Treść zadania a >>
Odpowiedz na podstawie dostarczonego tekstu na poniższe pytania:
(i) Ilu czytelników przeczytało już manifest użytkownika Black?
(ii) Z jakim zespołem drużyna poniosła dotkliwą porażkę przed Klubowymi Mistrzostwami Świata?
(iii) Ile dni było na przemianę zespołu?

Dostarczony tekst >>
────────

Informacje o blogu

Idąc w stronę sukcesu

Manchester United

Premier League

Anglia, 2008/2009

Ten manifest użytkownika Black przeczytało już 1510 czytelników!
Łącznie swój komentarz zostawiło 0 z nich.

Pokaż notki z kategorii:

MÓJ BLOG

Byliśmy w ciężkiemj sytuacji przed następnymi meczami. Musieliśmy się szybko pozbierać po dotkliwej porażce z Liverpoolem, gdyż mieliśmy chwilę potem zagrać w Klubowych Mistrzostwach Świata
Miałem mieszane uczucia apropo tych mistrzostw. Z jednej strony musieliśmy zagrać najlepiej jak potrafimy, gdyż to była walka o prestiż i duże pieniądze, której nie mogliśmy przegrać. Z drugiej jednak strony, byliśmy zdecydowanie najlepszym zespołem w tych mistrzostwach, więc walka z zespołami bądź co bądź słabszymi (choć i tak najlepszymi na swych kontynentach) mogła nam wyjść na dobre. A przynajmniej poprawić morale w szatni i na trybunach. Mieliśmy więc pewien luksus, przewagę przynajmniej psychologiczną. Dlatego postanowiłem wykorzystać ten czas najlepiej jak potrafię i wyciągnąć pewne wnioski z przegranej na Anfield Road. Miałem cztery dni na przemianę zespołu.

────────

Dostarczone zapisy >>
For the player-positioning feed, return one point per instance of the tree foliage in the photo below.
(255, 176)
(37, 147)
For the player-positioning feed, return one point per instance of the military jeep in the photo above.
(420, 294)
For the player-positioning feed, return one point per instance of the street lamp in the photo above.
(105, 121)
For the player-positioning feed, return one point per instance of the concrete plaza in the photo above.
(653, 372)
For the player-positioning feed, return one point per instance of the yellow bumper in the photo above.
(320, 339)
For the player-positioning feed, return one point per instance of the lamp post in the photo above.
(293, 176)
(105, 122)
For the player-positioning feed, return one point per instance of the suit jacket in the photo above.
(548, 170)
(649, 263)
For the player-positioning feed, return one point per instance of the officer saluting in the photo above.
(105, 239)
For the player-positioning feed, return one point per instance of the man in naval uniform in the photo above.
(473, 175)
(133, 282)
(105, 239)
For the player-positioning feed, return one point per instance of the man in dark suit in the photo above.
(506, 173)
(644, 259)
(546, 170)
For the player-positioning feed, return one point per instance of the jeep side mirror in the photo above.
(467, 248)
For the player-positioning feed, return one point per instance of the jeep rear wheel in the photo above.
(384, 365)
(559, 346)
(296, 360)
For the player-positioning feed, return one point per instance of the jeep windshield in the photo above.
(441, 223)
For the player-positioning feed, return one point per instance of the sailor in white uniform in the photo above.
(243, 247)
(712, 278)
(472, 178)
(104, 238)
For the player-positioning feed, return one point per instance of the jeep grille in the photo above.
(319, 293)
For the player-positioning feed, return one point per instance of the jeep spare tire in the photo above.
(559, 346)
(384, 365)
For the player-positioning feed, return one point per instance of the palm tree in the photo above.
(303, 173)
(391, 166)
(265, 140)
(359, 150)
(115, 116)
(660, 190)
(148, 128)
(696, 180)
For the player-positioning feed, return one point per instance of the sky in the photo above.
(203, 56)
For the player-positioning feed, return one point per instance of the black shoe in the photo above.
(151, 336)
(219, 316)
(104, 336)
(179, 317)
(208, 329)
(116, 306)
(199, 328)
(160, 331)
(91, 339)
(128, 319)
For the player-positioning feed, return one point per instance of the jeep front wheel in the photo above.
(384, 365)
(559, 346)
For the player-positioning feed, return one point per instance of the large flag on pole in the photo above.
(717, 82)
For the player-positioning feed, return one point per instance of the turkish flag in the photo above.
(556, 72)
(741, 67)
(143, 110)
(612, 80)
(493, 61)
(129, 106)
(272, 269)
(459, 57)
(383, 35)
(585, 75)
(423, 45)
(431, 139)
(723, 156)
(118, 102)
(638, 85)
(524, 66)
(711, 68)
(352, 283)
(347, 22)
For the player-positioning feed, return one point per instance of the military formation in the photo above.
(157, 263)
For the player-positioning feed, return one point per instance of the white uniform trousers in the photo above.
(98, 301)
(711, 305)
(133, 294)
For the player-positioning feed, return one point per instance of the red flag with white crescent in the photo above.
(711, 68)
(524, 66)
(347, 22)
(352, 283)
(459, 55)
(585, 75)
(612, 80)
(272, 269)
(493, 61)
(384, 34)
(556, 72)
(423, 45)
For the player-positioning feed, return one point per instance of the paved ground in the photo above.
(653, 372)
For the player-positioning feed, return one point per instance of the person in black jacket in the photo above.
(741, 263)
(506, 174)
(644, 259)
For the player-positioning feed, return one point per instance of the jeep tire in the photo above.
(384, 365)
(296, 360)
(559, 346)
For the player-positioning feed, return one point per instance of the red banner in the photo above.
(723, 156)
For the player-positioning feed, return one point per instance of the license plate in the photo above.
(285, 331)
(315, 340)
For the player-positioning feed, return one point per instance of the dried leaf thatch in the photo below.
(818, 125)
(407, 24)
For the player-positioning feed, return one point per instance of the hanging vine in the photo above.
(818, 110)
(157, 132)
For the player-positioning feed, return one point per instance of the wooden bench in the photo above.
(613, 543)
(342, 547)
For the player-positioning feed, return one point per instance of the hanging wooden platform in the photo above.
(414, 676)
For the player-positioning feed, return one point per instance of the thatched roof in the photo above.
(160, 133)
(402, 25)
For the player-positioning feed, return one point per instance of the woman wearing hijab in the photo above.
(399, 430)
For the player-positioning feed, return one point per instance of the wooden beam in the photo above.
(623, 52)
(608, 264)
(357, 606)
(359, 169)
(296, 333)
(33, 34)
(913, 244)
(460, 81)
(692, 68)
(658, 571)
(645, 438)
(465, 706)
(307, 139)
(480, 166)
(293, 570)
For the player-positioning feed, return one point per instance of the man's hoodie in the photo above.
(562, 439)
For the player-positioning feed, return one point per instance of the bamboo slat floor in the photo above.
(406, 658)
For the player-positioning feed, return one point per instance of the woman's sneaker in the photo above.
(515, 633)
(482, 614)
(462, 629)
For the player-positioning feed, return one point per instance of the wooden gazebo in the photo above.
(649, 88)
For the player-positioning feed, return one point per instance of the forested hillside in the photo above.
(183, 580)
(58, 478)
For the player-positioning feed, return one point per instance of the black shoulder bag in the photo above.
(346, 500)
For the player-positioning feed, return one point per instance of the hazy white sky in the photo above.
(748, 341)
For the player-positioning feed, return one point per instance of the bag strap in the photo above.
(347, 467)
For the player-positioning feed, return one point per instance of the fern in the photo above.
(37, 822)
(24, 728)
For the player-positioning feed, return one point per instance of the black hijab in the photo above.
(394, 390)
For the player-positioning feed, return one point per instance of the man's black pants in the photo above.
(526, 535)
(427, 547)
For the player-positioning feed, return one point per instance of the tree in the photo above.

────────

Treść zadania b >>
Wypisz z zapisów każdą linię, która zawiera słowo "suit".

Poprawna odpowiedź a >>
(i) 1510 czytelników.
(ii) Z Liverpoolem.
(iii) Cztery dni.

Poprawna odpowiedź b >>
For the player-positioning feed, return one point per instance of the suit jacket in the photo above.
For the player-positioning feed, return one point per instance of the man in dark suit in the photo above.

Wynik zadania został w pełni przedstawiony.